Soal 1
Tuliskan kembali seluruh entri, baris demi baris, tanpa mengubah satu karakter pun.
Soal 2
Teruskan teks tentang gagasan pendidikan ala barak, mulai setelah kalimat terakhirnya.

Bagian Teks

━━━━━━━━━━━━━━━━━━━━

Namun, kritik juga tak kalah lantang. Beberapa aktivis pendidikan dan LSM perlindungan anak menyuarakan kekhawatiran bahwa konsep barak bisa menjurus pada militerisasi pendidikan dan berisiko menciptakan trauma psikologis bagi siswa.
“Anak-anak yang bermasalah butuh pendekatan psikologis dan pendidikan yang memulihkan, bukan dikarantina seperti narapidana,” ujar seorang pemerhati pendidikan anak.
Pengalaman Serupa di Daerah
Menariknya, beberapa daerah di Indonesia telah mencoba pola serupa, meskipun dalam skala kecil dan informal. Di Jawa Barat, misalnya, ada sekolah yang menerapkan program disiplin ekstra dengan melibatkan unsur TNI sebagai pembina karakter. Hasilnya, sebagian siswa menunjukkan perubahan positif, namun sebagian lainnya justru merasa tertekan.
Hal inilah yang menjadi catatan penting bagi pemerintah bila ingin merealisasikan gagasan Dedi Mulyadi secara nasional. Aspek psikologi anak, partisipasi orang tua, serta pemantauan independen harus menjadi bagian integral dari sistem tersebut.

━━━━━━━━━━━━━━━━━━━━

Bahan Latihan
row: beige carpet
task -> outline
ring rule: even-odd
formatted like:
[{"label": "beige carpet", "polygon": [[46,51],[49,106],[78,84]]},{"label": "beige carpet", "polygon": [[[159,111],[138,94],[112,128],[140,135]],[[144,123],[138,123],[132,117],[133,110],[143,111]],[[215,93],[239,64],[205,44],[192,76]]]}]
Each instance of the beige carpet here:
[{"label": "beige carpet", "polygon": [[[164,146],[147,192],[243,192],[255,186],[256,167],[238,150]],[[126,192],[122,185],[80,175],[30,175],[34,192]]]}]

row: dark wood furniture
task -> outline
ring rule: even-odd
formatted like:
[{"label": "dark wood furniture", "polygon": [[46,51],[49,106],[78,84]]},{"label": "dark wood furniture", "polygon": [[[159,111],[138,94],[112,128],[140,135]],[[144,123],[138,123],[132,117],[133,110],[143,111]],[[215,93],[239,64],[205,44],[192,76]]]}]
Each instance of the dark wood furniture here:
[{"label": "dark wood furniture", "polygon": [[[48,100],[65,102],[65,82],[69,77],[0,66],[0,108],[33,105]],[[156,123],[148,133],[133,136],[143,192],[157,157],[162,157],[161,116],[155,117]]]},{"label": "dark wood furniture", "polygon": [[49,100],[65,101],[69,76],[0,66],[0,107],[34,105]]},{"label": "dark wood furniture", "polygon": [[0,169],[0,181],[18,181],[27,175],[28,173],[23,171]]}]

━━━━━━━━━━━━━━━━━━━━

Jawaban yang Diharapkan 1
row: beige carpet
task -> outline
ring rule: even-odd
formatted like:
[{"label": "beige carpet", "polygon": [[46,51],[49,106],[78,84]]},{"label": "beige carpet", "polygon": [[[159,111],[138,94],[112,128],[140,135]],[[144,123],[138,123],[132,117],[133,110],[143,111]],[[215,93],[239,64],[205,44],[192,76]]]}]
Each instance of the beige carpet here:
[{"label": "beige carpet", "polygon": [[[164,146],[147,192],[243,192],[255,186],[256,167],[238,150]],[[126,192],[122,185],[80,175],[30,175],[34,192]]]}]

row: dark wood furniture
task -> outline
ring rule: even-odd
formatted like:
[{"label": "dark wood furniture", "polygon": [[46,51],[49,106],[78,84]]},{"label": "dark wood furniture", "polygon": [[[159,111],[138,94],[112,128],[140,135]],[[144,123],[138,123],[132,117],[133,110],[143,111]],[[215,93],[239,64],[205,44],[192,76]]]}]
Each instance of the dark wood furniture here:
[{"label": "dark wood furniture", "polygon": [[[48,100],[65,102],[65,82],[69,77],[0,66],[0,108],[33,105]],[[156,123],[148,133],[133,136],[143,192],[157,157],[162,157],[161,116],[155,117]]]},{"label": "dark wood furniture", "polygon": [[49,100],[65,101],[69,76],[0,66],[0,107],[34,105]]},{"label": "dark wood furniture", "polygon": [[0,169],[0,181],[18,181],[27,175],[28,173],[23,171]]}]

Jawaban yang Diharapkan 2
Wacana barak pendidikan bagi pelajar bermasalah menjadi refleksi dari kegelisahan masyarakat akan merosotnya kedisiplinan dan etika di kalangan generasi muda. Gagasan Dedi Mulyadi, meski menuai pro dan kontra, setidaknya telah membuka ruang diskusi besar: apakah pendidikan kita selama ini terlalu lunak, atau justru terlalu keras?
Saat pemerintah mulai serius mengkaji ide ini, publik pun harus turut serta mengawal agar pembinaan tidak berubah menjadi penindasan, dan pendidikan tetap menjadi tempat tumbuh – bukan hanya tertib, tetapi juga manusiawi.